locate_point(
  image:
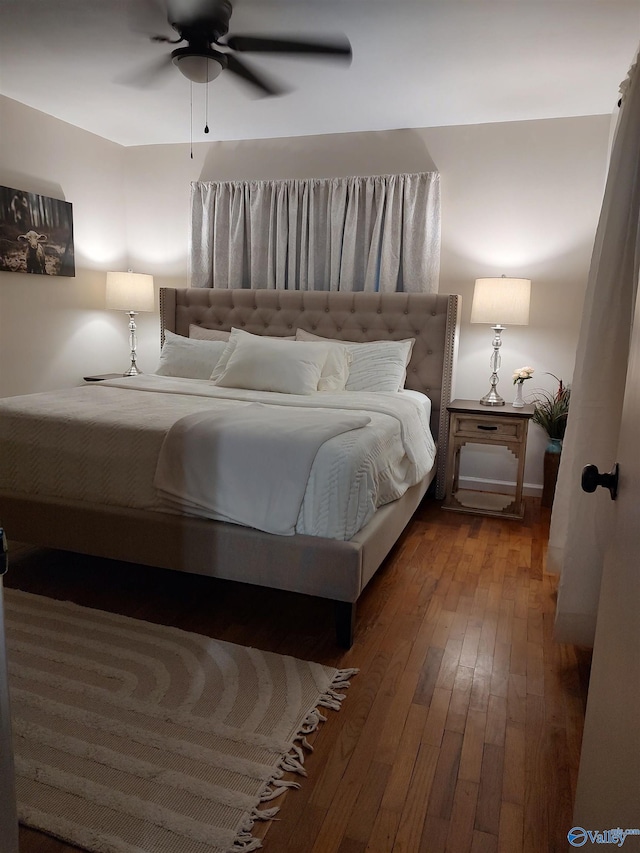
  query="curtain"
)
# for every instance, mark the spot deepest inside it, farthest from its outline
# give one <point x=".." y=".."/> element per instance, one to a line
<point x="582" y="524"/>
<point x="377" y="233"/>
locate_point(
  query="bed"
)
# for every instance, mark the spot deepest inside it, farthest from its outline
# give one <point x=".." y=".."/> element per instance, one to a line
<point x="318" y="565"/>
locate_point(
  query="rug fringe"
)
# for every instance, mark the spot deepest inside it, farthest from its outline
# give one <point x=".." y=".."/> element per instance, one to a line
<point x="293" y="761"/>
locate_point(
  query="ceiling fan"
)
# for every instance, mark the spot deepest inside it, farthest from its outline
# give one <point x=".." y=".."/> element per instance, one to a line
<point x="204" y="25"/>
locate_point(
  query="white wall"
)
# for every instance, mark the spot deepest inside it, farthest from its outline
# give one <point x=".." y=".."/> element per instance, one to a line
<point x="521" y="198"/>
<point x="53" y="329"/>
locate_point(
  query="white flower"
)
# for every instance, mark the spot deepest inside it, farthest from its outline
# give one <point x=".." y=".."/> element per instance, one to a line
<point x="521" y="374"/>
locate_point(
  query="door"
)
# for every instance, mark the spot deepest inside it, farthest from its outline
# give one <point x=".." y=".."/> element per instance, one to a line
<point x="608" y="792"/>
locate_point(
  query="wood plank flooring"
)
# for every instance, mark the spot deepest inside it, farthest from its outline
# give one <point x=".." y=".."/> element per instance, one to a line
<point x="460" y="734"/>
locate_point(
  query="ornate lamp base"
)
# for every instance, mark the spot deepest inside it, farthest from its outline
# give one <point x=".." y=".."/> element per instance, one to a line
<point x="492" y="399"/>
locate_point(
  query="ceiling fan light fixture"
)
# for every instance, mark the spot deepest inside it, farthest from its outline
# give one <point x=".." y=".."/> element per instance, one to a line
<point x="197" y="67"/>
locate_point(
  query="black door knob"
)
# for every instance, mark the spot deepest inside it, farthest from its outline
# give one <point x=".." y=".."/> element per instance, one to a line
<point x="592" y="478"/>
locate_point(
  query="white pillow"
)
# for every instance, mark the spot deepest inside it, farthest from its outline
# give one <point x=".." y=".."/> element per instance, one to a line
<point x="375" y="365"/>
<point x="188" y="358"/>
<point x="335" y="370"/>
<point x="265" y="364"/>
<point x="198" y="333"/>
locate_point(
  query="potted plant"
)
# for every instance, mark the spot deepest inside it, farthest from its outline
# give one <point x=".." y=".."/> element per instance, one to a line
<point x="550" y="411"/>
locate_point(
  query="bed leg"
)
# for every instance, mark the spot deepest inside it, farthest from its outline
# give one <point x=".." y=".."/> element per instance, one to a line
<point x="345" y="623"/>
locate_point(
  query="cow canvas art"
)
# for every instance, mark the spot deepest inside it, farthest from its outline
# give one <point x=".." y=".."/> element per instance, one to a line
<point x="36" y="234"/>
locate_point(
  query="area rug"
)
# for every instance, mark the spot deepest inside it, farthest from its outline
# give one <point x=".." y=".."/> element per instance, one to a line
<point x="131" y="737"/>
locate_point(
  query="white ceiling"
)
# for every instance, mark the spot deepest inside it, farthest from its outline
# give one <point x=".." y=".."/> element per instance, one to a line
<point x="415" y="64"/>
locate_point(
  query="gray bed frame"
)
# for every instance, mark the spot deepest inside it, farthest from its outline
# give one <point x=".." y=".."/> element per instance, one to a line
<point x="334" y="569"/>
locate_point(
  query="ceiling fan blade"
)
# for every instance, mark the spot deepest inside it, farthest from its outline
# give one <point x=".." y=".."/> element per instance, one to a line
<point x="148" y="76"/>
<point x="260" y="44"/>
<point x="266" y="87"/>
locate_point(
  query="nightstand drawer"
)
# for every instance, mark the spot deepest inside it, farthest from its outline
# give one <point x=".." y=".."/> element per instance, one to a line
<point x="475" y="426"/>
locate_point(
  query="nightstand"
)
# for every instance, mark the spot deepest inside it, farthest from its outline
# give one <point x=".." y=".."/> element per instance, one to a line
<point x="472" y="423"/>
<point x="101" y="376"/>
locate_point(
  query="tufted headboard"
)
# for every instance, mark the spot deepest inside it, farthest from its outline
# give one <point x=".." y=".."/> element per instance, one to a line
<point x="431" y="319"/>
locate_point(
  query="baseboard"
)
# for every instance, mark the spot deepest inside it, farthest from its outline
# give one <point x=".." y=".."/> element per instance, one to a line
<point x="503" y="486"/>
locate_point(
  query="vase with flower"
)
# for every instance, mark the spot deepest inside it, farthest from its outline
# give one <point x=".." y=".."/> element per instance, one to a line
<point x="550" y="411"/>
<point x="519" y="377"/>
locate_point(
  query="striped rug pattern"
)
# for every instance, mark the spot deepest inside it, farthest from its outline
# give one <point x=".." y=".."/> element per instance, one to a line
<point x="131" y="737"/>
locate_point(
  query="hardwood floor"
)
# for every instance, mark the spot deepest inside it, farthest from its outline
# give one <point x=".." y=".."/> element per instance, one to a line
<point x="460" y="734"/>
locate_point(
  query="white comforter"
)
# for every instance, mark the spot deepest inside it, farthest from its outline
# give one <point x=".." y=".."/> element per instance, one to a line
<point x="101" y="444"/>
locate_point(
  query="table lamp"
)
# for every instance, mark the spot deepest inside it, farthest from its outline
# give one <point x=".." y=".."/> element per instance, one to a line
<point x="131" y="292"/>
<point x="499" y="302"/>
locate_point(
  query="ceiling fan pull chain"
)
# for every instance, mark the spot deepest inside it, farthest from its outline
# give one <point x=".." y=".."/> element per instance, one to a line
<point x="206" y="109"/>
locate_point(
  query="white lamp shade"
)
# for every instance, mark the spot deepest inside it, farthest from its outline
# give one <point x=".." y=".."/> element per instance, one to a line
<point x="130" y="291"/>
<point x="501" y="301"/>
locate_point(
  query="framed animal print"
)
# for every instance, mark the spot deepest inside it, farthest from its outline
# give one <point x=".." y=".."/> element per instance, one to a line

▶ Directive: Nothing in the entries should change as you copy them, except that the pictures are left out.

▶ Solved problem:
locate_point(
  image:
  query="curtain"
)
# for every instance, mark the spot deepest inside it, farthest from its outline
# give one <point x=".." y=".."/> element per instance, one to a line
<point x="582" y="524"/>
<point x="377" y="233"/>
locate_point(
  query="bed"
)
# for every instance, mark the spot deepest inside it, farthest from its outline
# give one <point x=".." y=".."/> element per instance, one to a line
<point x="318" y="565"/>
locate_point(
  query="rug fringe"
)
# for every instance, mark the spot deepest inside it, farthest from its outline
# give one <point x=".." y=".."/> element per instance, one to a line
<point x="293" y="761"/>
locate_point(
  query="ceiling fan"
)
# for every instance, mark the spot deepest inside it, farthest from its outline
# give one <point x=".." y=".."/> element per instance, one to a line
<point x="204" y="25"/>
locate_point(
  query="white wall"
)
# for every instance, mark the spot deepest inside it, farthest from its outline
# give one <point x=".." y=".."/> element per instance, one to a line
<point x="521" y="198"/>
<point x="53" y="329"/>
locate_point(
  query="white flower"
)
# for every instance, mark the spot deepest inside it, farthest from its outline
# give one <point x=".." y=".."/> element per instance, one to a line
<point x="521" y="374"/>
locate_point(
  query="door"
)
# for every instance, mark the spot deepest inside it, farthest from its outline
# give one <point x=".." y=".."/> element per instance, one to a line
<point x="608" y="792"/>
locate_point(
  query="wood plank flooring"
)
# for every instance, mark the spot deepest inside it, farthest from its outline
# give one <point x=".." y=".."/> element per instance, one to a line
<point x="460" y="734"/>
locate_point(
  query="ornate lamp base"
)
# for every instance, mark the spot deepest inside it, farthest from its outline
# give one <point x=".." y=".."/> element per instance, one to a line
<point x="492" y="399"/>
locate_point(
  query="ceiling fan light fixture"
)
# for every instance, mark the spot deepest inside it, farthest from its outline
# give one <point x=".." y=".."/> element per instance, one to a line
<point x="197" y="67"/>
locate_point(
  query="black door knob"
)
# for every instance, mark the spot deepest inside it, farthest from its outline
# give one <point x=".." y=".."/> element per instance, one to a line
<point x="592" y="478"/>
locate_point(
  query="white pillow"
)
# for every instance, mark the spot deepest inside it, farthest from its outline
# give one <point x=".." y=".."/> element per instance, one to a line
<point x="375" y="365"/>
<point x="188" y="358"/>
<point x="335" y="370"/>
<point x="265" y="364"/>
<point x="198" y="333"/>
locate_point(
  query="potted plant"
)
# for every instance, mark the spot deepest inside it, farthest from its outline
# give one <point x=".." y=".."/> element per instance, one to a line
<point x="550" y="411"/>
locate_point(
  query="bed leg"
)
# for every instance, mark the spot deepest inside it, farthest from its outline
# give one <point x=".." y=".."/> element per instance, one to a line
<point x="345" y="623"/>
locate_point(
  query="cow canvas art"
)
# for every instance, mark the spot deepest inside it, farthest from its outline
# give one <point x=".." y=".."/> element per instance, one to a line
<point x="36" y="234"/>
locate_point(
  query="area rug"
)
# for every instance, mark the spot deepest inside it, farthest from its outline
# give one <point x=".." y=".."/> element per instance, one to a line
<point x="131" y="737"/>
locate_point(
  query="white ceiling"
)
# for every instance, mark the spot deepest inside it, farthest from its outline
# give one <point x=".." y=".."/> element per instance, one to a line
<point x="415" y="64"/>
locate_point(
  query="gray bed frame"
)
# for every instance, mark the spot deepest inside it, farthest from its outline
# give one <point x=".." y=".."/> element per instance, one to a line
<point x="334" y="569"/>
locate_point(
  query="ceiling fan blade"
)
# for every instance, mark the spot deepest inside it, farthest from its outline
# give one <point x=".." y=".."/> element per instance, one to a line
<point x="148" y="76"/>
<point x="260" y="44"/>
<point x="266" y="87"/>
locate_point(
  query="nightstand drawer"
)
# for every instance, mark the spot deepest inside it, farthest from its outline
# give one <point x=".." y=".."/> element per instance, one to a line
<point x="475" y="426"/>
locate_point(
  query="nightstand"
)
# for every instance, mark the spot deepest inside it, farthest from its outline
# give one <point x=".." y=".."/> element per instance, one to a line
<point x="472" y="423"/>
<point x="101" y="376"/>
locate_point(
  query="tufted headboard"
)
# for every instance, mark the spot deepest inside it, farthest from its outline
# give one <point x=".." y=".."/> element per instance, one to a line
<point x="431" y="319"/>
locate_point(
  query="baseboard"
)
# for every instance, mark the spot deepest inside it, farthest from its outline
# give one <point x=".." y=".."/> element per instance, one to a line
<point x="503" y="486"/>
locate_point(
  query="vase with flower"
)
# for every instance, mark the spot deepest inside it, farthest from its outline
# give one <point x=".." y=".."/> element per instance, one to a line
<point x="550" y="411"/>
<point x="519" y="377"/>
locate_point(
  query="striped rug pattern"
)
# for every instance, mark the spot deepest inside it, farthest from its outline
# give one <point x=".." y=".."/> element per instance, one to a line
<point x="131" y="737"/>
locate_point(
  query="hardwood floor"
)
# for every instance, mark the spot deepest inside it, farthest from its outline
# give one <point x=".." y=".."/> element per instance, one to a line
<point x="460" y="734"/>
locate_point(
  query="white comforter"
)
# for every instance, mark the spot deepest inside it, farthest from its outline
# give one <point x=".." y=".."/> element per instance, one to a line
<point x="101" y="444"/>
locate_point(
  query="table lamp"
)
# for every instance, mark the spot deepest inside it, farthest from its outline
# give one <point x=".." y=".."/> element per instance, one to a line
<point x="131" y="292"/>
<point x="499" y="302"/>
locate_point(
  query="ceiling fan pull chain"
)
# for every instance, mark the spot deepest inside it, farthest from its outline
# give one <point x=".." y=".."/> element per instance, one to a line
<point x="206" y="109"/>
locate_point(
  query="white lamp shade"
)
# for every instance, mark the spot deepest inside it, farthest from its outline
# give one <point x=".." y=".."/> element per instance, one to a line
<point x="130" y="291"/>
<point x="501" y="301"/>
locate_point(
  query="framed animal print"
)
# for every instance, mark the spot deepest inside it, farthest from its outline
# give one <point x=".." y=".."/> element per instance, one to a line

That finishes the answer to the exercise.